Rewrite the rows below, replacing "grounding model" with "detection model" everywhere and leaving all other text unchanged. Leave the pictures out of your answer.

+++

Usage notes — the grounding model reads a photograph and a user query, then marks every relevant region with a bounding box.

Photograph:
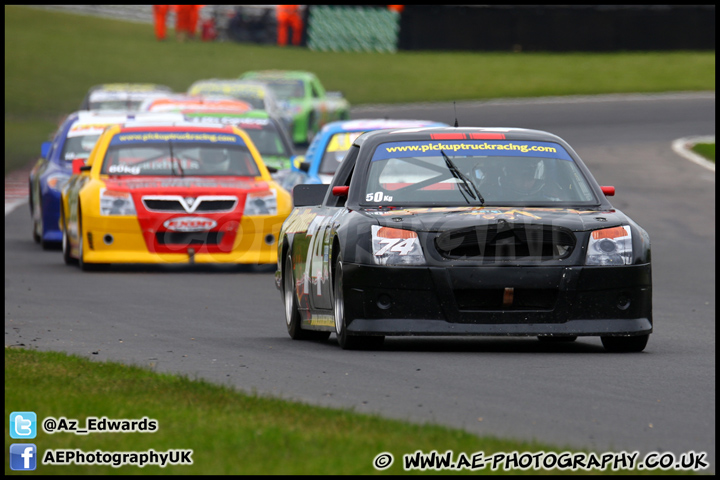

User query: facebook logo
[10,412,37,439]
[10,443,37,470]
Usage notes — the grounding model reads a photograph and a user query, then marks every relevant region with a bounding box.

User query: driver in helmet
[200,147,230,174]
[498,158,542,198]
[497,158,563,201]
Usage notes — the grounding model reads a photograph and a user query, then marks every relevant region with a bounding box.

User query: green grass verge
[692,143,715,163]
[5,5,715,174]
[5,348,688,475]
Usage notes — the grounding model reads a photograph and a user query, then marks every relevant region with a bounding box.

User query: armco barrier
[398,5,715,52]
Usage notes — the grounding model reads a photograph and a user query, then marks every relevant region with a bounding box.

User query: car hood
[362,207,627,232]
[105,177,268,193]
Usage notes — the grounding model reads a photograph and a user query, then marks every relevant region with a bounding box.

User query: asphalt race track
[5,92,715,473]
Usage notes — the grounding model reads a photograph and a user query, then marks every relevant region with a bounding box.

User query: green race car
[240,70,350,144]
[183,110,295,175]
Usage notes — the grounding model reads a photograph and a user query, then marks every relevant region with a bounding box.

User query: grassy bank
[5,6,715,173]
[5,348,680,475]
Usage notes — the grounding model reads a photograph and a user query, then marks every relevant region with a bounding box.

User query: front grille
[143,199,185,212]
[195,200,237,212]
[155,232,224,246]
[453,288,558,310]
[435,222,576,262]
[142,195,238,213]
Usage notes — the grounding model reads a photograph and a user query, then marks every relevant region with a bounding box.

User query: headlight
[372,225,425,265]
[243,190,277,215]
[100,188,136,215]
[47,174,70,192]
[585,225,632,265]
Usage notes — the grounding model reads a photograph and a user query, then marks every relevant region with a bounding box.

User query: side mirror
[40,142,52,158]
[72,158,89,175]
[333,186,350,197]
[290,155,305,170]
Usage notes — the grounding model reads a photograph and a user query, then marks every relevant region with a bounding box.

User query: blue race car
[282,118,449,192]
[29,110,184,249]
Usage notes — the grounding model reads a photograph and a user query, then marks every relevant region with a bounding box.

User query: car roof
[75,110,184,125]
[355,127,565,145]
[89,83,172,93]
[323,118,450,133]
[183,109,272,119]
[120,120,235,134]
[245,70,315,79]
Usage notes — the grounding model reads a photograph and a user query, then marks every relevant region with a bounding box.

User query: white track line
[672,135,715,172]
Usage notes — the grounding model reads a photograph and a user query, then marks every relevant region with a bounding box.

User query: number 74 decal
[373,238,417,256]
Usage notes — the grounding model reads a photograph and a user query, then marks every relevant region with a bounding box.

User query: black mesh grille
[435,223,575,261]
[143,200,185,212]
[453,288,558,310]
[155,232,223,245]
[195,200,235,212]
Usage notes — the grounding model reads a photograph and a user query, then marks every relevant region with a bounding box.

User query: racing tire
[305,113,319,145]
[60,209,77,265]
[78,209,109,272]
[538,335,577,343]
[600,333,650,353]
[331,254,385,350]
[283,252,330,340]
[28,183,42,243]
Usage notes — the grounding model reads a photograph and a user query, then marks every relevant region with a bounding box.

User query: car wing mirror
[72,158,90,175]
[40,142,52,158]
[290,155,305,171]
[333,186,350,197]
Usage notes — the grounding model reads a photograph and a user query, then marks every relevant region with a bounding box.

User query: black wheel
[28,183,42,243]
[600,334,650,353]
[78,209,110,272]
[538,335,577,343]
[33,201,57,250]
[305,113,319,145]
[60,208,77,265]
[283,252,330,340]
[331,254,385,350]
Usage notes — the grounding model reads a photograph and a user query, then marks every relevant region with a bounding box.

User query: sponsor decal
[372,140,572,161]
[163,217,217,232]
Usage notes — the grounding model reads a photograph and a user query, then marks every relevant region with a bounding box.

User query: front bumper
[343,264,652,336]
[83,216,284,264]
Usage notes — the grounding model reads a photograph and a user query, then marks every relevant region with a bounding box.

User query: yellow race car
[60,122,292,270]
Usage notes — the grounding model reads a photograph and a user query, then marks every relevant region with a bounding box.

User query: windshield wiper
[440,150,485,205]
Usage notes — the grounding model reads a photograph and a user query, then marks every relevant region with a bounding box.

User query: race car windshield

+++

— EXPECTED ANSWER —
Usage notes — the detection model reads a photograph and a user query, then marks every relevant region with a bounding box.

Photograph:

User query: facebook logo
[10,412,37,439]
[10,443,37,470]
Usage notes — the detection model reads a photograph and a user query, then marks every relevant region with a bounding box.

User query: driver in helmet
[200,147,230,174]
[498,158,542,198]
[497,158,563,201]
Usage notes — the detection model reads a photograph and a user query, then marks every relevant region with a bounding box.

User query: green grass verge
[692,143,715,163]
[5,5,715,174]
[5,348,688,475]
Usage notes — the detection model reads a photograph and a user query, then marks every relevant region with a bounding box.

User query: armco barrier
[398,5,715,52]
Usage notes — the detection model reads a photograph and a user query, then marks every relevant region with a bounding box.

User query: car hood
[362,207,627,232]
[105,177,268,193]
Usage notes — the detection model reads a photograph and a user query, then marks every relevant region with a bounding box.

User query: asphalt race track
[5,92,715,473]
Usage notes — the detection model reads a photograph and a user query, then marks every relevant region with a bounding box.

User query: green race car
[240,70,350,144]
[183,110,295,175]
Usage notes — the detection model reads a photograph and a user query, then marks every relevant region with a bounding box.

User query: grassy bank
[5,6,715,173]
[5,348,680,475]
Usage notes — the detection model reads a photograph and a user query, then marks every relevant region with a bounding box.

User query: front grille
[143,199,185,212]
[195,200,237,212]
[155,232,224,246]
[453,288,558,310]
[435,222,576,262]
[142,195,238,213]
Usage notes — the detection model reads a photograph and a user query, then marks every relevant region with a bounding box.

User query: headlight
[372,225,425,265]
[243,190,277,215]
[100,188,136,215]
[47,174,70,192]
[585,225,632,265]
Usage notes — the detection model reads a photograph and a user query, then marks every relevant region with a bounding box.

User query: side mirror
[40,142,52,158]
[72,158,89,175]
[333,186,350,197]
[290,155,305,170]
Usage notes — the detection model reads a photograph and a user query, then marks every relevant region with a bounding box.

User query: blue race car
[282,118,449,192]
[29,110,184,249]
Usage notes — the detection model reads a photograph and a user query, then marks every relevant region with a bounding box.

User query: car roof
[75,110,184,125]
[355,127,565,145]
[89,83,172,93]
[323,118,450,133]
[183,109,272,119]
[120,120,235,134]
[245,70,315,79]
Usage notes — the detection model reads a photograph and a user query, then marks every relevant region with a bounding box.

User query: white track line
[672,135,715,172]
Usage notes — the detection model reads a photograph and a user query, then marks every relevant region with a bounding box.

User query: number 74 decal
[373,238,417,256]
Usage notes — the detection model reads a photograph and a user query, then marks every relevant region with a bounding box.

User query: black mesh grille
[435,223,575,261]
[143,200,185,212]
[453,288,558,310]
[155,232,223,245]
[195,200,235,212]
Usage notes — the detection model reads a photograph and a user query, then marks every relevant region with a bounding box.

User query: racing tire
[305,113,319,145]
[60,209,77,265]
[78,209,109,272]
[538,335,577,343]
[600,333,650,353]
[331,254,385,350]
[283,252,330,340]
[28,183,42,243]
Usage notes — the detection model reads a photograph and a user query, then marks every relevant region with a bounding box.

User query: car wing mirror
[72,158,90,175]
[40,142,52,158]
[290,155,305,171]
[333,186,350,197]
Usage notes — the detection model reads a photograph and a user query, then marks every relevant region with a bounding box.

User query: black wheel
[28,183,42,243]
[600,334,650,353]
[78,209,110,272]
[538,335,577,343]
[33,201,57,250]
[305,113,319,145]
[60,208,77,265]
[283,252,330,340]
[331,254,385,350]
Usage notes — the detection model reads a photograph and a user query, then marks every relevant region with a bounding box.

User query: sponsor decal
[372,140,572,161]
[163,217,217,232]
Usage notes — the detection model reads a photograph and a user query, then marks every relevant region with a bounding box.

User query: front bumper
[343,264,652,336]
[83,216,284,264]
Usage notes — the detection model reads a photograph and a user query, then marks every relevant region with a bounding box.

User query: yellow race car
[60,122,292,270]
Usage notes — the detection model reads a photograph and a user query, then marks every relevant region with a bounding box.

User query: windshield wiper
[440,150,485,205]
Usage notes — the detection model reads a photograph and a user query, then marks every relevant region with a bounding box.

User query: race car windshield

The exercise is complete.